= Deborah Benzil =

American neurosurgeon

Deborah L. Benzil is an American neurosurgeon specializing in brain and spine tumors, stereotactic radiosurgery, socioeconomic education. She was awarded the Anthony Greto Fellowship from the Association of Brain Tumor Research. She is the Vice Chair and professor of neurosurgery at the Cleveland Clinic in Cleveland, Ohio, USA.

She has previously served as the Vice President of the American Association of Neurological Surgeons, one of the largest neurosurgical societies in the United States, past chair of the Council of State Neurosurgical Societies, and the founder of Women in Neurosurgery.

== Early life and education ==

Deborah L. Benzil was raised rural Maryland. She attended Brown University as an undergraduate, receiving her degree with honors in 1981. She graduated from the University of Maryland School of Medicine in 1985, then moved on to the U.S. National Institutes of Health for a fellowship in surgical neurology from 1985–1987. From 1988–1994, Benzil was a neurosurgery resident at Brown University and Rhode Island Hospital, where she was granted the Association of Brain Tumor Research's Anthony Greto Fellowship for her research on brain tumors.

■ ■ ■ ■ ■

- Actions to take -
**1.** For each statement about the Deborah Benzil passage, answer yes or no, and quote the words from the passage that decide it. (a) She earned her undergraduate degree from Brown University with honors in 1981. (b) She earned her medical degree at Johns Hopkins University. (c) She founded Women in Neurosurgery.
**2.** Answer these questions from the Deborah Benzil passage:
(a) At which institution is she Vice Chair and professor of neurosurgery?
(b) Where did she do her fellowship in surgical neurology?
(c) During which years was she a neurosurgery resident?
**3.** Go on with the passage about Deborah Benzil from the point where it stops.

- Saved data entries -
■ ■ ■ ■ ■

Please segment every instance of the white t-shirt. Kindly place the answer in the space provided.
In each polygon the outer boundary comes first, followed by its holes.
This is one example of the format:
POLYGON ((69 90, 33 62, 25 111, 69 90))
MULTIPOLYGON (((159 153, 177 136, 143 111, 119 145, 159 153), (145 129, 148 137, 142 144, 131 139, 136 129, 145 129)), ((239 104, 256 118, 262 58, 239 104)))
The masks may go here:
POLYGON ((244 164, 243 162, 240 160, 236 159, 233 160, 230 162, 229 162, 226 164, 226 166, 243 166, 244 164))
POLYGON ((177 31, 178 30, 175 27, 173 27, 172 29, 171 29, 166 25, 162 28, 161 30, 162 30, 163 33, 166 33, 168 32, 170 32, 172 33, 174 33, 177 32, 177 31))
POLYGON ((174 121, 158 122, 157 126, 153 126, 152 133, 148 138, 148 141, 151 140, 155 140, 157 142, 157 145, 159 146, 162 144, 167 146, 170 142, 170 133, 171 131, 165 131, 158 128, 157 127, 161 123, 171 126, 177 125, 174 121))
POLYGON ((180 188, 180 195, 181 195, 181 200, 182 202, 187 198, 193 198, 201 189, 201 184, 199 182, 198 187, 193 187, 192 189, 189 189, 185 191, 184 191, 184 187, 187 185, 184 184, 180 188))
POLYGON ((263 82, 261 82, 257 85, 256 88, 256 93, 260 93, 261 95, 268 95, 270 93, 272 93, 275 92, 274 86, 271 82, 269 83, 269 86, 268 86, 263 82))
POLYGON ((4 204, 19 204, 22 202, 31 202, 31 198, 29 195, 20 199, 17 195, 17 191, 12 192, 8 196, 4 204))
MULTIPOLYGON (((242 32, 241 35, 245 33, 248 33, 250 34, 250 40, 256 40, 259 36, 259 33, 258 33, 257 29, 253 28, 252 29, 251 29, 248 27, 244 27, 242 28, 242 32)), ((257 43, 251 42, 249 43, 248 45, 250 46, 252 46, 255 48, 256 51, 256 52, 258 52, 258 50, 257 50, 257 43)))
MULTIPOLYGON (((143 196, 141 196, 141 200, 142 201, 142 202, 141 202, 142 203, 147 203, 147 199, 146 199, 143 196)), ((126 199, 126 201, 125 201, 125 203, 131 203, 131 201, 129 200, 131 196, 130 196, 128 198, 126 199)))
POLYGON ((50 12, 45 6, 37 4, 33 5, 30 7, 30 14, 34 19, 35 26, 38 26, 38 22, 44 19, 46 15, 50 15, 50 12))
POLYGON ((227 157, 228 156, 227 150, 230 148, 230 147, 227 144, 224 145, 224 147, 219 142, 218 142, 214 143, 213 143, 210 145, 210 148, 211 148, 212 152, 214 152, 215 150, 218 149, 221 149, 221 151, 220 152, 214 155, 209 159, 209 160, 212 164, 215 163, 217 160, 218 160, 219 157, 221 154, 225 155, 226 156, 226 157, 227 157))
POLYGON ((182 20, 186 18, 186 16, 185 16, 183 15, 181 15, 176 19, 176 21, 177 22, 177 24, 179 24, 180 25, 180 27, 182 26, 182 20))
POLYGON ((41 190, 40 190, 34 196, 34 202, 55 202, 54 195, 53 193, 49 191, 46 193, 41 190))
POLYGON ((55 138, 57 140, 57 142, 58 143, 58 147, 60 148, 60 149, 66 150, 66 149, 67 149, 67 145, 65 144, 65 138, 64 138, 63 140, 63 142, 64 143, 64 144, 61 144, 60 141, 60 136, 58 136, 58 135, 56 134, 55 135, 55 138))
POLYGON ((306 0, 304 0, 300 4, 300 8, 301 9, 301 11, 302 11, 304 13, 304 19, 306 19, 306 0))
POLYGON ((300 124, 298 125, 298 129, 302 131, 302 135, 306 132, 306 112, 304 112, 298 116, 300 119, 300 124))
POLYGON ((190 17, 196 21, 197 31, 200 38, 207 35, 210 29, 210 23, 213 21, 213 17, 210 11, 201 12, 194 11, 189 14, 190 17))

■ ■ ■ ■ ■

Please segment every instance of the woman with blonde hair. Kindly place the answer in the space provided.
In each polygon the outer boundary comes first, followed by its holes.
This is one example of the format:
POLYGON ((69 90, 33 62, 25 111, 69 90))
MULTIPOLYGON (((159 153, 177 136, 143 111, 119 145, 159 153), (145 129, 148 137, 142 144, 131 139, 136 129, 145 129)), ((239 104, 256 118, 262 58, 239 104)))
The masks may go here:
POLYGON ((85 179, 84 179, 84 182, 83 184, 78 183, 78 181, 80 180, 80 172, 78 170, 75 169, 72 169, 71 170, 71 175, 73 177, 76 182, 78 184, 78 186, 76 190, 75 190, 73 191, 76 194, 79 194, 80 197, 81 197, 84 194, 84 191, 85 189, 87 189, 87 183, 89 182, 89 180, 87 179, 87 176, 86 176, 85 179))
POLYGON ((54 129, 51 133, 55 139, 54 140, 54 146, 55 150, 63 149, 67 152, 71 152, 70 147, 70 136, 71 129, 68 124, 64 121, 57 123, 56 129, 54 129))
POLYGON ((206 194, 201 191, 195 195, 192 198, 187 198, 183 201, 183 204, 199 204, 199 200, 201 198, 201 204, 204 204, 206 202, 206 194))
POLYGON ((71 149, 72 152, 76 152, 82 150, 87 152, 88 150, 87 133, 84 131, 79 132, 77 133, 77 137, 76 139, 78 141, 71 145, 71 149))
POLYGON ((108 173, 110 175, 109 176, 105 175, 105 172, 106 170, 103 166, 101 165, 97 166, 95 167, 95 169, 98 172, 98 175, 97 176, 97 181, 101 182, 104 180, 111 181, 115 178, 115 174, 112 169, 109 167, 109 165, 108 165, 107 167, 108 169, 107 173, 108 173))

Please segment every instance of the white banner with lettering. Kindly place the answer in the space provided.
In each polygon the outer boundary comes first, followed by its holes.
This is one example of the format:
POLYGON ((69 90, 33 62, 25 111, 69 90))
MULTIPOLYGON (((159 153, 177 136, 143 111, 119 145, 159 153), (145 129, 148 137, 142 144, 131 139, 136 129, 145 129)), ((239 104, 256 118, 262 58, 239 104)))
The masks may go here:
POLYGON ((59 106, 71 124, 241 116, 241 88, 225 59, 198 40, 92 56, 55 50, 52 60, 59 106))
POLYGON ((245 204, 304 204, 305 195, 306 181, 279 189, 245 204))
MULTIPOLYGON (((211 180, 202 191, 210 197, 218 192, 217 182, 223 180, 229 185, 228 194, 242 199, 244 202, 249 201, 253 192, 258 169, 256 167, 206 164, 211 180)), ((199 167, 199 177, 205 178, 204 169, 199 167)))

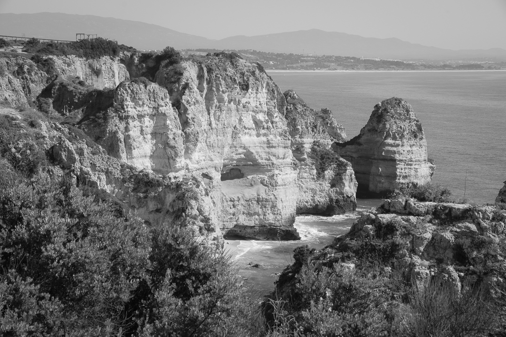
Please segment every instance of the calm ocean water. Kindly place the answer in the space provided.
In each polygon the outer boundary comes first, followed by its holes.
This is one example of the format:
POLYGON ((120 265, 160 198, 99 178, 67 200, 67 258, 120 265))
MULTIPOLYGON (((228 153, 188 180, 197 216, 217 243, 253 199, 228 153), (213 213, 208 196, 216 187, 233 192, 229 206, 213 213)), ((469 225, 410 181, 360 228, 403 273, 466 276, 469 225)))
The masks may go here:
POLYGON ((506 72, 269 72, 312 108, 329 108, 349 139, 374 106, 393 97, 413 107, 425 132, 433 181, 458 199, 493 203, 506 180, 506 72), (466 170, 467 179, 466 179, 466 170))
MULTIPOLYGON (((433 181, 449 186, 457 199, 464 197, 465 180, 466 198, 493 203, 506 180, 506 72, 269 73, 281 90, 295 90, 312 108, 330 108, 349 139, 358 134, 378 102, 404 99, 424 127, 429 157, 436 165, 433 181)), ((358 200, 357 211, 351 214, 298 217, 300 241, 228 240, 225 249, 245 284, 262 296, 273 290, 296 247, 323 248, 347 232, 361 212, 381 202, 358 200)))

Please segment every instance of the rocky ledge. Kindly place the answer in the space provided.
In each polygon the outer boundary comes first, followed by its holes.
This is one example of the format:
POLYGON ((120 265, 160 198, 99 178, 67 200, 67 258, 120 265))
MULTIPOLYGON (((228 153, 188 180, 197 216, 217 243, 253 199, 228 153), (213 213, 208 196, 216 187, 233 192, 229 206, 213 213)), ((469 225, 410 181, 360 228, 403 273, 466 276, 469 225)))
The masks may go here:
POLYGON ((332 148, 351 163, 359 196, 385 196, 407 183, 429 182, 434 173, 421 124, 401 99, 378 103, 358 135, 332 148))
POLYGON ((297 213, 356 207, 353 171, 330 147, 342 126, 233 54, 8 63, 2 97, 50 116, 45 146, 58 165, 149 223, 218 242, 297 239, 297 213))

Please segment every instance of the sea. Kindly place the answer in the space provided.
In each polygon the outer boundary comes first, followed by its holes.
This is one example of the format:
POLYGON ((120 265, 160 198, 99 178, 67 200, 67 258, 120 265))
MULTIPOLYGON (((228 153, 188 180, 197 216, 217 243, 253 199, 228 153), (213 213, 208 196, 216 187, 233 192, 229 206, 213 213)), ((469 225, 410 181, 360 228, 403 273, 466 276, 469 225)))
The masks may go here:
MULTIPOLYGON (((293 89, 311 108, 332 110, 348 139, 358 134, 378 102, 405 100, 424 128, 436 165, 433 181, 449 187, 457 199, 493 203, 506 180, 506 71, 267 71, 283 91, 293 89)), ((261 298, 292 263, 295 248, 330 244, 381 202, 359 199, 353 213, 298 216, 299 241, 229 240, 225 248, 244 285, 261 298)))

■ ■ ■ ■ ■

- Results for each task -
**1.**
(a) Yes: "She attended Brown University as an undergraduate, receiving her degree with honors in 1981."
(b) No: "She graduated from the University of Maryland School of Medicine in 1985"
(c) Yes: "and the founder of Women in Neurosurgery."

**2.**
(a) The Cleveland Clinic in Cleveland, Ohio, USA.
(b) The U.S. National Institutes of Health.
(c) 1988–1994.

**3.**
== Career and research ==

In 1994, Benzil joined the faculty of New York Medical College as an assistant professor. In 2018, she moved to the Cleveland Clinic as Vice Chair of the department of neurosurgery.

== Publications ==
Benzil's publications focus primarily on tumors, stereotactic radiosurgery, resident education, and socioeconomic issues.

== Awards and honors ==

- Phi Beta Kappa
- New York Magazine, top Doctors
- Castle Connolly Top Doctors, Westchester
- Castle Connolly Top Doctors, Hudson Valley
- Plantree Physician Award, Northern Westchester Hospital
- Hats Off Award, Westchester Medical Center

== Personal life ==
Benzil's and her husband – also a molecular biologist – have two children.